* TASK GOAL
Every entry must appear in the answer exactly as it does here.

[[ PROVIDED MATERIAL, beginning ]]

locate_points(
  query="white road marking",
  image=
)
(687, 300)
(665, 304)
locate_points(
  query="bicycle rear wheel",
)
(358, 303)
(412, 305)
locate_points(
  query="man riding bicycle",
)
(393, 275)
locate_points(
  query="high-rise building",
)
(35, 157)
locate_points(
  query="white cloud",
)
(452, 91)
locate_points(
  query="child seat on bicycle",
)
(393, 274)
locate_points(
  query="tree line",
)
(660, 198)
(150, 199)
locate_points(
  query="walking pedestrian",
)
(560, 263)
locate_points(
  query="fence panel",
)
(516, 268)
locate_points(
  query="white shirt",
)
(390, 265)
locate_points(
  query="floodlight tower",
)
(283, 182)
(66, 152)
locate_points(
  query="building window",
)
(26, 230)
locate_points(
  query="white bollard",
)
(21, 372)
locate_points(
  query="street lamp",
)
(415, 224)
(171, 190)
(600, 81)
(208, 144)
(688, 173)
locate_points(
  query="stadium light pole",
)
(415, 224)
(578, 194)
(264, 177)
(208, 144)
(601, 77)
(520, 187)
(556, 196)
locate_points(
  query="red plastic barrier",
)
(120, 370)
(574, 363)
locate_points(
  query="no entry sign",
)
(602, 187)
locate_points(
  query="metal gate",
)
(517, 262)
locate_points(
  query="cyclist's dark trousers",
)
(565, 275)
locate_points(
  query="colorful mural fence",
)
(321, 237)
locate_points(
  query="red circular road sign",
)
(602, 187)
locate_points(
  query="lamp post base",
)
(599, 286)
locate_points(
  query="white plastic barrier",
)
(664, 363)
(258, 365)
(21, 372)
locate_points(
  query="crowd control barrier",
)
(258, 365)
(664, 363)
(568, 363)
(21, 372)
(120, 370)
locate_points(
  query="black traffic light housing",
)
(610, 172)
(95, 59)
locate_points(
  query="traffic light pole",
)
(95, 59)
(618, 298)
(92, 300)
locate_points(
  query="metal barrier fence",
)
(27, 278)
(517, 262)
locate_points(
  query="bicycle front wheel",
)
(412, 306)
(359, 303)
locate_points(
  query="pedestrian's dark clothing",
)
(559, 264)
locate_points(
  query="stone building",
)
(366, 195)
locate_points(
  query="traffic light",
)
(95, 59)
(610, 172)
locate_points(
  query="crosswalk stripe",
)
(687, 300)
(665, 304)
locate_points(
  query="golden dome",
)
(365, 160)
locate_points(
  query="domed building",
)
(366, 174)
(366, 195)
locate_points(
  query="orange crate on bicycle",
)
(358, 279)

[[ PROVIDED MATERIAL, end ]]

* SOLUTION
locate_points(
  query="white road marking",
  image=
)
(687, 300)
(665, 304)
locate_points(
  query="bicycle rear wheel",
)
(358, 303)
(412, 305)
locate_points(
  query="man riding bicycle",
)
(393, 275)
locate_points(
  query="high-rise building",
)
(35, 157)
locate_points(
  query="white cloud",
)
(452, 91)
locate_points(
  query="child seat on bicycle",
)
(393, 274)
locate_points(
  query="tree line",
)
(660, 198)
(150, 199)
locate_points(
  query="walking pedestrian",
)
(560, 263)
locate_points(
  query="fence panel",
)
(516, 268)
locate_points(
  query="white shirt",
)
(390, 265)
locate_points(
  query="floodlight tower",
)
(283, 182)
(66, 152)
locate_points(
  query="building window",
)
(26, 230)
locate_points(
  query="white bollard",
)
(21, 372)
locate_points(
  query="street lamp",
)
(415, 224)
(171, 190)
(600, 81)
(208, 144)
(688, 173)
locate_points(
  query="stadium light pole",
)
(415, 224)
(578, 194)
(264, 177)
(208, 144)
(601, 77)
(520, 187)
(556, 196)
locate_points(
  query="red plastic barrier",
)
(120, 370)
(574, 363)
locate_points(
  query="no entry sign",
)
(602, 187)
locate_points(
  query="metal gate",
)
(517, 262)
locate_points(
  query="cyclist's dark trousers",
)
(565, 275)
locate_points(
  query="colorful mural fence",
)
(321, 237)
locate_points(
  query="red circular road sign",
)
(602, 187)
locate_points(
  query="lamp post base",
)
(599, 286)
locate_points(
  query="white plastic barrier",
)
(664, 363)
(258, 365)
(21, 372)
locate_points(
  query="crowd control barrier",
)
(258, 365)
(664, 363)
(568, 363)
(21, 372)
(120, 370)
locate_points(
  query="black traffic light housing",
)
(610, 172)
(95, 59)
locate_points(
  query="traffic light pole",
)
(95, 59)
(618, 298)
(92, 300)
locate_points(
  query="metal barrier fence",
)
(27, 278)
(517, 262)
locate_points(
  query="bicycle front wheel",
)
(412, 306)
(359, 303)
locate_points(
  query="pedestrian's dark clothing",
)
(559, 264)
locate_points(
  query="stone building",
)
(366, 195)
locate_points(
  query="traffic light",
)
(95, 59)
(610, 172)
locate_points(
  query="crosswalk stripe",
)
(687, 300)
(665, 304)
locate_points(
  query="golden dome",
)
(365, 160)
locate_points(
  query="domed building",
)
(366, 174)
(366, 195)
locate_points(
  query="orange crate on bicycle",
)
(358, 279)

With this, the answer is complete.